WORK REQUIRED:
Give the lines from the one containing "Definition first: for each instance of the metal" through the one containing "[[380, 138]]", both included, as a JSON list of strings with one string per line and blank lines omitted.

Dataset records
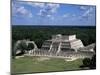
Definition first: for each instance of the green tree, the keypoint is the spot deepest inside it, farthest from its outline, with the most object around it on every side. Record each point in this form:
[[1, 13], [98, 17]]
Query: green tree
[[22, 46]]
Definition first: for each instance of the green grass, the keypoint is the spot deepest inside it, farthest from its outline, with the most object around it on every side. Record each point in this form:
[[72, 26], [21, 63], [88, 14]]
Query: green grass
[[30, 64]]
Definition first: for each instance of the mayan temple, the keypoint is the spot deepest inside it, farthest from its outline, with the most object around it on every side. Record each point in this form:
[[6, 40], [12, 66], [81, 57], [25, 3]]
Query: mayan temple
[[62, 43]]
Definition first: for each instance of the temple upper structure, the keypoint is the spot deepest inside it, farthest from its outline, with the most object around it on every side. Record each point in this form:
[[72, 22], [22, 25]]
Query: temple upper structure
[[62, 42]]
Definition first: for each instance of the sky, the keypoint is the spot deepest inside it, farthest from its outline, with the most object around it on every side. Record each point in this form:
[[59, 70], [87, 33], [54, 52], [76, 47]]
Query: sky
[[35, 13]]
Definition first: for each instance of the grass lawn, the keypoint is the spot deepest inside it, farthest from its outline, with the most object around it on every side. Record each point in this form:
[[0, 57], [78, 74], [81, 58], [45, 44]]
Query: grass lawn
[[31, 64]]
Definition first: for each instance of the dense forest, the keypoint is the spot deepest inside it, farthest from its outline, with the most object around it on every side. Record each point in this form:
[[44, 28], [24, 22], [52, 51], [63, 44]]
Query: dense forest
[[40, 33]]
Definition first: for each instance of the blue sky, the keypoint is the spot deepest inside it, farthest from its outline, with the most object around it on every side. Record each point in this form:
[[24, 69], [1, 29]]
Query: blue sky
[[35, 13]]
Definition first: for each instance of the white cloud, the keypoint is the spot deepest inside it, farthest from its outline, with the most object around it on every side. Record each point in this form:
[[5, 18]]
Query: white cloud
[[83, 7], [48, 9], [87, 12], [17, 8], [24, 12], [41, 5]]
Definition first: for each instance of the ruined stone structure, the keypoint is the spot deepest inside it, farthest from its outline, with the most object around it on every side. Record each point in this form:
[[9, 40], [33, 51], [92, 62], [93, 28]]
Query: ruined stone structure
[[63, 46]]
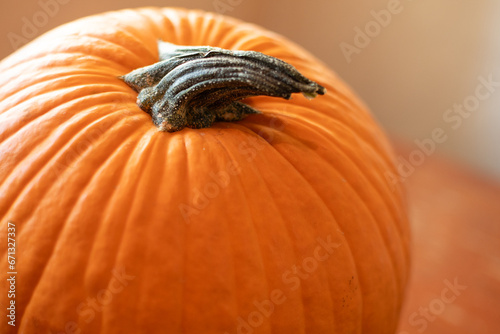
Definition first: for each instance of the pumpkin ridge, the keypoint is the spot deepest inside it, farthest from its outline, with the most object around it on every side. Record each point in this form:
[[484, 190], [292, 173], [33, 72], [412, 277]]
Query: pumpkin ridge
[[150, 142], [50, 164], [379, 188], [58, 240], [286, 227], [84, 113], [376, 222], [259, 242]]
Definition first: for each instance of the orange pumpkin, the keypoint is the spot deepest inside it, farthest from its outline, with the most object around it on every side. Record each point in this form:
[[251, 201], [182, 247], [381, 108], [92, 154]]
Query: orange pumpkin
[[283, 222]]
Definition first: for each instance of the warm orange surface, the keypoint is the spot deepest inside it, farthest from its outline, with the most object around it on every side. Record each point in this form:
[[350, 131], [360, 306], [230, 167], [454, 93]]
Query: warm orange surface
[[205, 223], [455, 217]]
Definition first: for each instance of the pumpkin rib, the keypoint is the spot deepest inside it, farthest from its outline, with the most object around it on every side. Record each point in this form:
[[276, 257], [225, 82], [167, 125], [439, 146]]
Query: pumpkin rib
[[281, 219], [297, 260], [375, 220], [46, 113], [85, 102], [283, 223], [332, 216], [248, 210], [141, 168], [24, 83], [348, 157], [59, 152], [60, 232]]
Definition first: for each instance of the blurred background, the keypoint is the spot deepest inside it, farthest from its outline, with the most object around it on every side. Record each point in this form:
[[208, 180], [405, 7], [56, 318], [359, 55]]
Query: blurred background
[[430, 72], [414, 63]]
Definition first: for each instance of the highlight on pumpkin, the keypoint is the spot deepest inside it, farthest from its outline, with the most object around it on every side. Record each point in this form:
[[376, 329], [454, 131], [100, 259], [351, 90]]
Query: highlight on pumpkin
[[195, 86]]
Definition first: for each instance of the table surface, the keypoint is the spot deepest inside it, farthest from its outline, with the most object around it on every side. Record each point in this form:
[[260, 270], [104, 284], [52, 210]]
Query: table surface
[[455, 279]]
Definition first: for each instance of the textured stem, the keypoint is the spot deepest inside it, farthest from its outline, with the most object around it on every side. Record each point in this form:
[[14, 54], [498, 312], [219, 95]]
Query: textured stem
[[194, 86]]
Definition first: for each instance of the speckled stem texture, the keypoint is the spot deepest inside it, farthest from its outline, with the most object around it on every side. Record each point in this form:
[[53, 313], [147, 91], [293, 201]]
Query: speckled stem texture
[[194, 86]]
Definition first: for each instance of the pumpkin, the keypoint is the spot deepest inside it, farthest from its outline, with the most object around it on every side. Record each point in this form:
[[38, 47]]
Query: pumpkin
[[284, 221]]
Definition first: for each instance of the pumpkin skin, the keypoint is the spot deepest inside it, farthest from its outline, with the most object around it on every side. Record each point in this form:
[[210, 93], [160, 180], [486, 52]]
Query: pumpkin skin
[[121, 228]]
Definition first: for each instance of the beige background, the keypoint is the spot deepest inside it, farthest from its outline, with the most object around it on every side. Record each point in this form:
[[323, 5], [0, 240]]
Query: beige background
[[427, 59]]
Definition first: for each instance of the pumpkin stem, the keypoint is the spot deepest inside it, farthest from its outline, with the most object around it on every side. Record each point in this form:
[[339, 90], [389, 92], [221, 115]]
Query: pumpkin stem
[[194, 86]]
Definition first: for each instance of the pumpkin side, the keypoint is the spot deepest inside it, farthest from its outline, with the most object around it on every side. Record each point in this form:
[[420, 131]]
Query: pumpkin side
[[283, 222]]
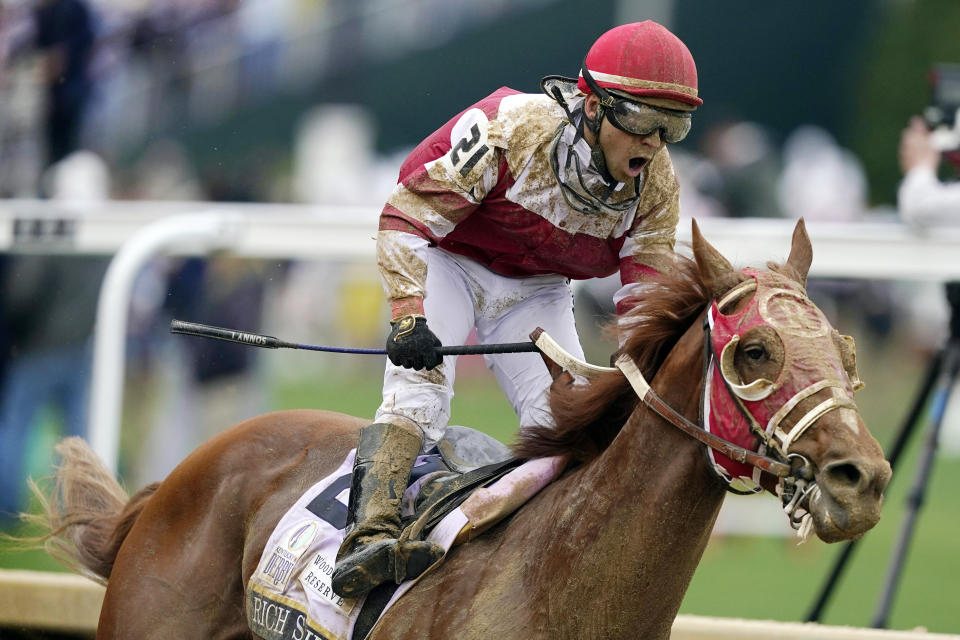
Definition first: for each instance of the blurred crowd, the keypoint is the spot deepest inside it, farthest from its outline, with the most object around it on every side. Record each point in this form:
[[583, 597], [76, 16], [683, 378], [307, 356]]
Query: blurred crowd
[[81, 79]]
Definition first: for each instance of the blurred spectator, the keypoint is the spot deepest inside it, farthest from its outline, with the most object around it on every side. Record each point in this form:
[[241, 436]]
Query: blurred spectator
[[824, 182], [748, 165], [65, 36], [820, 179], [922, 198], [49, 305]]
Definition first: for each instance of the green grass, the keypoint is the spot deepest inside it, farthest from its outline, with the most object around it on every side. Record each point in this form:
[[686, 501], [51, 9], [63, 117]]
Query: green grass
[[765, 578]]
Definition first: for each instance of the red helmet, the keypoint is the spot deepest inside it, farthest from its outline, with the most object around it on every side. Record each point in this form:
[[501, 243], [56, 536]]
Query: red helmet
[[643, 59]]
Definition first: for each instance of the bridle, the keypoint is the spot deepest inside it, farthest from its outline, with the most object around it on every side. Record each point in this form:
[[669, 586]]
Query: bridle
[[794, 472]]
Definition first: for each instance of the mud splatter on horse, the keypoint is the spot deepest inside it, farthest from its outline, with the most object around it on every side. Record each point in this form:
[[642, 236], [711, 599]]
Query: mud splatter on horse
[[605, 551]]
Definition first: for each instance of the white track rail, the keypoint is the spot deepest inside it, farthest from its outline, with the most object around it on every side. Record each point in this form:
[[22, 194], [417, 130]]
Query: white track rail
[[136, 231], [69, 603]]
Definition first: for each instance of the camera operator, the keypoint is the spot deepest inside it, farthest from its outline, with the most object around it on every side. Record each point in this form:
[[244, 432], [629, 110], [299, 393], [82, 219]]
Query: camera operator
[[923, 199]]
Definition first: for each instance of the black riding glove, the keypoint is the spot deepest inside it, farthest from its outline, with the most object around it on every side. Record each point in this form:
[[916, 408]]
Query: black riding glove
[[412, 345]]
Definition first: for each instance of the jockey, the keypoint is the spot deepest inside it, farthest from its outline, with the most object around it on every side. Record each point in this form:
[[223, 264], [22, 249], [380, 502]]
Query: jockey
[[493, 214]]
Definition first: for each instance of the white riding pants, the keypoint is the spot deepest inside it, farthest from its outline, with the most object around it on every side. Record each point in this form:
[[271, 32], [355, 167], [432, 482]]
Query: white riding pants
[[460, 295]]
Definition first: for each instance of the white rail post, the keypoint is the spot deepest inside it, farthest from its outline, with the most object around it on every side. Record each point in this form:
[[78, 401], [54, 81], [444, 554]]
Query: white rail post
[[201, 233]]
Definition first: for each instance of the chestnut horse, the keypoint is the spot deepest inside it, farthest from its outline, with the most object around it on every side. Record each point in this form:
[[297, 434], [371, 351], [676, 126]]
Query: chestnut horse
[[605, 551]]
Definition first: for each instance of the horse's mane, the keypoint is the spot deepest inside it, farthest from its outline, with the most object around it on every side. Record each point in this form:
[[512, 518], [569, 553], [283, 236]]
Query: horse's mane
[[588, 417]]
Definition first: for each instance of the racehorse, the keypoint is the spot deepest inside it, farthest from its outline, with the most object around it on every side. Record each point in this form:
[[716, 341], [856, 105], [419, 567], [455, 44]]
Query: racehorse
[[605, 551]]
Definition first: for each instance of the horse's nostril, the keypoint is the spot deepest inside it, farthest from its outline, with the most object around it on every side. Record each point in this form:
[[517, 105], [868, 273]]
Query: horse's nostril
[[844, 475]]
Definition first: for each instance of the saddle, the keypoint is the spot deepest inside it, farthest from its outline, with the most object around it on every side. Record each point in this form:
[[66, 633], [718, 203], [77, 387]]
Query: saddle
[[458, 489]]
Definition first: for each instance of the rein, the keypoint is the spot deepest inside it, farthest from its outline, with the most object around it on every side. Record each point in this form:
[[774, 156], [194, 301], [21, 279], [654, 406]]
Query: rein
[[735, 452]]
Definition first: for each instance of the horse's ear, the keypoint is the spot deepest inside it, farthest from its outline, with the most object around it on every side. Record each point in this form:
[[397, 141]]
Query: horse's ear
[[801, 252], [715, 270]]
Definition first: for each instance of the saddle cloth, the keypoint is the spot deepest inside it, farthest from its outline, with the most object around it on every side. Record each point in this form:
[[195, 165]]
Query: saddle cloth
[[289, 596]]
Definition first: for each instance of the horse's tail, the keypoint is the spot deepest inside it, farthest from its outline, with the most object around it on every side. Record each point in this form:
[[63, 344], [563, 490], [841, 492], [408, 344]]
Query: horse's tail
[[86, 513]]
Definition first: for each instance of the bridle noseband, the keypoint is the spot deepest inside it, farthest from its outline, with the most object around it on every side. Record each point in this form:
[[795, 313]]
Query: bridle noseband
[[796, 484]]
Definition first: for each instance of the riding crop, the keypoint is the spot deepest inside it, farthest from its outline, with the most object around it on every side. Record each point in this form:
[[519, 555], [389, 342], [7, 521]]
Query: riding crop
[[269, 342]]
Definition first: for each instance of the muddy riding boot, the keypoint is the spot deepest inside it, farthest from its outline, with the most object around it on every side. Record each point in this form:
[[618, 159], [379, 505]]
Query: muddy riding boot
[[370, 553]]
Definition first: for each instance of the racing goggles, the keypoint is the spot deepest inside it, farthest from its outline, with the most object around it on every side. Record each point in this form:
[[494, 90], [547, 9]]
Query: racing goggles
[[638, 118]]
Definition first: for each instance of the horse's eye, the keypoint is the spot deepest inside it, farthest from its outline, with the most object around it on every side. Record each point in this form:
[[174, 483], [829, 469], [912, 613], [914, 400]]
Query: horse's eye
[[755, 352]]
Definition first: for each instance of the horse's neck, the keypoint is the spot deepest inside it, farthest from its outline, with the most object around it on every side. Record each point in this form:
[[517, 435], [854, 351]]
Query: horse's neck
[[644, 511]]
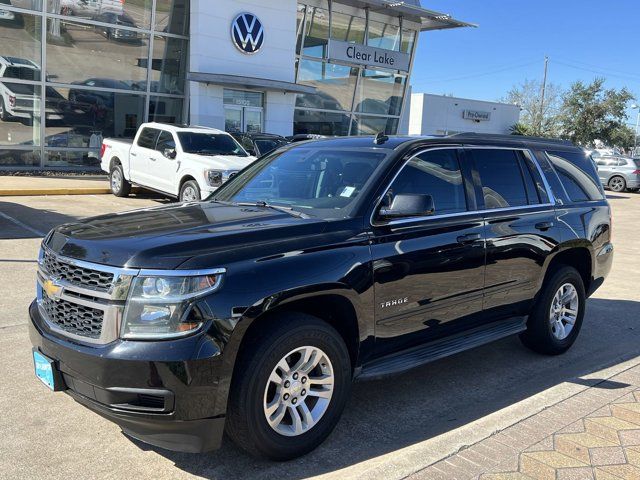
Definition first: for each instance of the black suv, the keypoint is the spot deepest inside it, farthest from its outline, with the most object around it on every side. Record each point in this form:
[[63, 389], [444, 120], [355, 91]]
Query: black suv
[[324, 262]]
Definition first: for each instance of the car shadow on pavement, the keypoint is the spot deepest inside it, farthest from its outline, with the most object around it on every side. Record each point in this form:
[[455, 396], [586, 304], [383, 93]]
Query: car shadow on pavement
[[387, 415]]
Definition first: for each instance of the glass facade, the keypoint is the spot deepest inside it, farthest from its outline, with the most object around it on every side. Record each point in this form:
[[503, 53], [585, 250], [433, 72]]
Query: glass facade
[[75, 71], [350, 99]]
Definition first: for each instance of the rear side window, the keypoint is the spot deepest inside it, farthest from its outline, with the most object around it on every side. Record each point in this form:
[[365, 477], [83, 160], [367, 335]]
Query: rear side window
[[501, 178], [577, 174], [436, 173], [166, 141], [148, 137]]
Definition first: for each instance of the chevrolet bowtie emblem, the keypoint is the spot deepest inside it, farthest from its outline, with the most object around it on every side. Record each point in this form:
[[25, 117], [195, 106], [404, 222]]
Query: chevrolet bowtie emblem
[[53, 289]]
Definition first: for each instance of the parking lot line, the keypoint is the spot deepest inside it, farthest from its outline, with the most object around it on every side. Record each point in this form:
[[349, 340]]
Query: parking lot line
[[22, 225]]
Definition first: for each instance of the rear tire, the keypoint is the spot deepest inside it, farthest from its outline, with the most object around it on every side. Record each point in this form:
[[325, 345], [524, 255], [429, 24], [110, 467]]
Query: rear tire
[[120, 187], [557, 316], [617, 184], [265, 397], [190, 192]]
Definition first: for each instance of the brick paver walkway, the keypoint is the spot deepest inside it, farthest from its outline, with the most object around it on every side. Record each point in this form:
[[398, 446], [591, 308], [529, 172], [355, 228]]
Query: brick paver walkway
[[592, 435]]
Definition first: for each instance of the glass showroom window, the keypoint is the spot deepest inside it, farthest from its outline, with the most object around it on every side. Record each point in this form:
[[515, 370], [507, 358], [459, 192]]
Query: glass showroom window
[[317, 32], [347, 28], [380, 92], [335, 84], [108, 69]]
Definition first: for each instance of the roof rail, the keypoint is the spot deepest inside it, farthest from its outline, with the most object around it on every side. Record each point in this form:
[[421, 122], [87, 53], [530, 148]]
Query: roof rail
[[514, 138]]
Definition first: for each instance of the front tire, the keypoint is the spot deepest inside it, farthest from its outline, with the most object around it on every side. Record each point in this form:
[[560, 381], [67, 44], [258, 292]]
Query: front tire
[[289, 388], [120, 187], [190, 192], [617, 184], [557, 316]]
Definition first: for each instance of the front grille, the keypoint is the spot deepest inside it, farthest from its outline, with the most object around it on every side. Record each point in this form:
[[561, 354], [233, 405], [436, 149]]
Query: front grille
[[74, 318], [82, 277]]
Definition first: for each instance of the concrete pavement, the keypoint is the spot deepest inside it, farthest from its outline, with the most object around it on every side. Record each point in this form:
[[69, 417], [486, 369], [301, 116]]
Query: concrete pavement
[[391, 429], [62, 185]]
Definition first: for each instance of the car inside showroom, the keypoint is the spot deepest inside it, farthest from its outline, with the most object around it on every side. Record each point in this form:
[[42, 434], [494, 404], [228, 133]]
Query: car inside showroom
[[74, 72]]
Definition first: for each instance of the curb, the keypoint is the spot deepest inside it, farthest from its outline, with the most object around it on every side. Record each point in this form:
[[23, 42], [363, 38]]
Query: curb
[[53, 191]]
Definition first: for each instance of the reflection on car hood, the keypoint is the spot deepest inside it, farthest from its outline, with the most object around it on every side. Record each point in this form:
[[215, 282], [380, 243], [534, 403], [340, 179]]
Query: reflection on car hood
[[165, 237]]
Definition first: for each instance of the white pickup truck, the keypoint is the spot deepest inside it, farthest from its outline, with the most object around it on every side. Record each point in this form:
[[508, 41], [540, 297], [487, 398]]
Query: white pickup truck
[[183, 162]]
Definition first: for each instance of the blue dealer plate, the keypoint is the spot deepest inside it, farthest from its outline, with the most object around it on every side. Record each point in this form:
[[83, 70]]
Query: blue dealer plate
[[44, 369]]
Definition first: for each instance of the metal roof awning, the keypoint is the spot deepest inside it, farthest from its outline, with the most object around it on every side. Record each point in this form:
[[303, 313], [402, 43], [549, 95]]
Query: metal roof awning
[[249, 82], [411, 10]]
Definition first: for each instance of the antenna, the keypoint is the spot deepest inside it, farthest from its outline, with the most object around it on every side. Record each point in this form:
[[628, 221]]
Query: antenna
[[380, 138]]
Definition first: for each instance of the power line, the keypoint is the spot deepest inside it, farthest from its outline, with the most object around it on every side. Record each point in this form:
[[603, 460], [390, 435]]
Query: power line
[[476, 75]]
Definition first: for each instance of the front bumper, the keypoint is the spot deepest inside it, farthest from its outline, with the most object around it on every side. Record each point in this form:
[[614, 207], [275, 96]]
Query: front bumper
[[162, 393]]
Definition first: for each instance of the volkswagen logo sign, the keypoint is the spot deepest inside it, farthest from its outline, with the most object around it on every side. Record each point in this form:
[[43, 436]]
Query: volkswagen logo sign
[[247, 33]]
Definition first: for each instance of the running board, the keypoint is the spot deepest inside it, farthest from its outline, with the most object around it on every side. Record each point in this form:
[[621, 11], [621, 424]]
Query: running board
[[417, 356]]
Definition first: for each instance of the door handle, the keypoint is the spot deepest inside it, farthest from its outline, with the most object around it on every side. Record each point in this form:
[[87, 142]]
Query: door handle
[[544, 226], [469, 238]]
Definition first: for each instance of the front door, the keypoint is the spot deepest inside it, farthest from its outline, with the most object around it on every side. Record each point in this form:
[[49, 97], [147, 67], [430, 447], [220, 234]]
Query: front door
[[429, 271]]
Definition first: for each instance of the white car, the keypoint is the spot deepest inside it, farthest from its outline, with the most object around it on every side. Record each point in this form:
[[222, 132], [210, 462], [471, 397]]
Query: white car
[[188, 163]]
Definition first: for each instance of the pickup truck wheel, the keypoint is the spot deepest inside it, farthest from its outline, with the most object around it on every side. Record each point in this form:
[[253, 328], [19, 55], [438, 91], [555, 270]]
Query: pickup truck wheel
[[290, 388], [557, 316], [190, 192], [617, 184], [120, 187]]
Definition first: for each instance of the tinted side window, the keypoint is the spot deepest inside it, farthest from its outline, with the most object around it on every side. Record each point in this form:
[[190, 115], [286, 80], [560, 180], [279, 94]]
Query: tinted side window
[[165, 141], [147, 138], [500, 178], [436, 173], [577, 174]]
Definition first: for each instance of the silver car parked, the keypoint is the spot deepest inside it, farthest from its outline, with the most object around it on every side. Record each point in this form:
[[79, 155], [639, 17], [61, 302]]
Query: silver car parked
[[619, 173]]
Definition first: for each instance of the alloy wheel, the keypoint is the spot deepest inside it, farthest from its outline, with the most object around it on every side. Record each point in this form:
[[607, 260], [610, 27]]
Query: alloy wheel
[[189, 194], [616, 184], [564, 311], [298, 391]]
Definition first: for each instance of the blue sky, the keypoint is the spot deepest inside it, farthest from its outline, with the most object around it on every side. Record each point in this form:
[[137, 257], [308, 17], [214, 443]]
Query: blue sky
[[583, 39]]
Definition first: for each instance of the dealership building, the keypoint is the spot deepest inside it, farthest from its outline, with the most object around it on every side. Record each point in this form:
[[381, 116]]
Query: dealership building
[[73, 72]]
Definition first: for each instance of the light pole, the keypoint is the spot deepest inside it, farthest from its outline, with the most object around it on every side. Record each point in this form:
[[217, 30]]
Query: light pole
[[635, 106]]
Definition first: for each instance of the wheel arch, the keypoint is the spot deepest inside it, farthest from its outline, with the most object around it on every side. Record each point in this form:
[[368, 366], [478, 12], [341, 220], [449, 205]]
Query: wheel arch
[[338, 308], [578, 255]]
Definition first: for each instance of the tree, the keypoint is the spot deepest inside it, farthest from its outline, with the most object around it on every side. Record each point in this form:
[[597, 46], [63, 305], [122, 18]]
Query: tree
[[540, 119], [591, 112]]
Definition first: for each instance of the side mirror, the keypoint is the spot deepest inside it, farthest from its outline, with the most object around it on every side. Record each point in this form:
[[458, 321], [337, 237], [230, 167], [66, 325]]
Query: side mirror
[[408, 205]]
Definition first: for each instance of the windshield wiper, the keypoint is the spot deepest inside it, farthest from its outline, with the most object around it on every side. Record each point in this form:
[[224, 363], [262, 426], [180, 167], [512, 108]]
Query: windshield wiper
[[279, 208]]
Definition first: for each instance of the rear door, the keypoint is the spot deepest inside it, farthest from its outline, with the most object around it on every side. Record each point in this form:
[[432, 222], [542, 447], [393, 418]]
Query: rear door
[[141, 150], [520, 227], [164, 169], [429, 271]]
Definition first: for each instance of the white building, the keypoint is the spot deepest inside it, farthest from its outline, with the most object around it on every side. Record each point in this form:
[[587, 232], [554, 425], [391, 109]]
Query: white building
[[441, 115], [334, 67]]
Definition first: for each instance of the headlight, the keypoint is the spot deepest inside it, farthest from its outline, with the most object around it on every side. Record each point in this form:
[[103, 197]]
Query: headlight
[[215, 178], [161, 305]]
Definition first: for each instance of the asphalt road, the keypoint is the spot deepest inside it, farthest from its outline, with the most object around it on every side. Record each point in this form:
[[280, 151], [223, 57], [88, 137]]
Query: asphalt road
[[391, 427]]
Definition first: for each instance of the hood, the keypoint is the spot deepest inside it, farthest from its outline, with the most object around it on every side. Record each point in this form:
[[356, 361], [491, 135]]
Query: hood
[[218, 162], [165, 237]]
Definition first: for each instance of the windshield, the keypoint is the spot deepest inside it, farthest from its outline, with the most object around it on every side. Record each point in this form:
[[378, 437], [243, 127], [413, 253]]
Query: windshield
[[210, 144], [266, 145], [320, 182]]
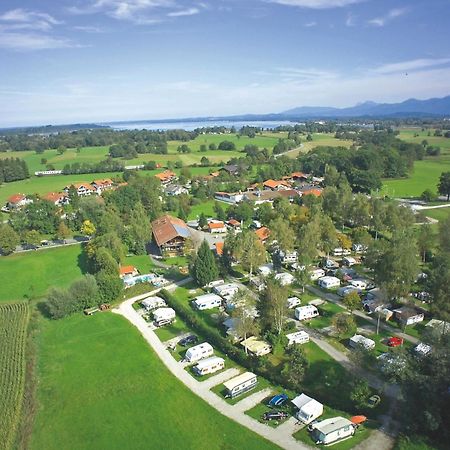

SOLUTION TO THE EXERCISE:
[
  "Definition first: for each instance of the metal roof awning, the keypoint is the spot deepest inside it, farthest from its outline, with the most object around it on every side. Record each point in this form:",
  "[[303, 313], [402, 43], [549, 95]]",
  "Query: metal roof awning",
  "[[249, 82], [411, 10]]",
  "Definition first: for each instance of the antenna, the keypoint is the spot deepest inside it, farthest from its outline, with the most object around it on every side. Record each point in this form:",
  "[[628, 221]]",
  "Query: antenna",
  "[[380, 138]]"
]